Short problem: Decide whether each statement agrees with the forum post about advisor fees below, answering yes or no and quoting the deciding words of the post. (a) The advisor charges $750 per year plus about 1% on the funds. (b) The $45K IRA account holds $30K in REITs. (c) The writer hired the advisor that a coworker uses.

Source text:
Postby Dendag » Thu Jun 27, 2013 10:54 pm

First, great forum. I've done alot of reading, and it's helped.

After my friend at work talked about how fees are the real problem for middle class investors, I began to talk about the financial advisor I use, and why he doesn't use one. I've since rudely been awakened to the fees I'm paying my advisor, when there is really no need. But I was never good with money, and after my father died and left me an inheritance, I was nervous that I was going to do something stupid like blow it all on silly things. I decided I was going to be mature and responsible, and get an advisor. I hired the guy that my sister and brother in law uses, and they're well off so this guy must be great. And he has been very nice, responsive and helpful when I had questions. But I think I'm paying too much.

My investments with Ameriprise right now are:
-- $108K Riversource variable annuity (5 years I believe but I'll have to check - it could be 10)
-- $112K SPS Advantage mutual fund
-- $92K IRA
-- $45K in an IRA account that includes $15K in REITs, and then $30K in some "thermostat" funds - I think they are conservative / haven't been doing well

I opened up these accounts about 18 months ago. My advisor charges $750/year + about 1% on the funds themselves. I'm still trying to get him to tell me if he's making money off the funds in other ways. He sent me a report on the net return on all my investments with him this past year (June 2012 to June 2013) and the total net return after fees was 12.2%. My friend at work said that just putting my money in index funds w/ Vanguard would've meant a 13.5% return.

Available data:
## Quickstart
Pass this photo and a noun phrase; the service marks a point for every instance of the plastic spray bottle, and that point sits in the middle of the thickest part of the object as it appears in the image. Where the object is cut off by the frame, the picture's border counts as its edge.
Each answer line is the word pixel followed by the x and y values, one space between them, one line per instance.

Full solution:
(a) Yes: "My advisor charges $750/year + about 1% on the funds themselves."
(b) No: "$45K in an IRA account that includes $15K in REITs, and then $30K in some "thermostat" funds"
(c) No: "I hired the guy that my sister and brother in law uses"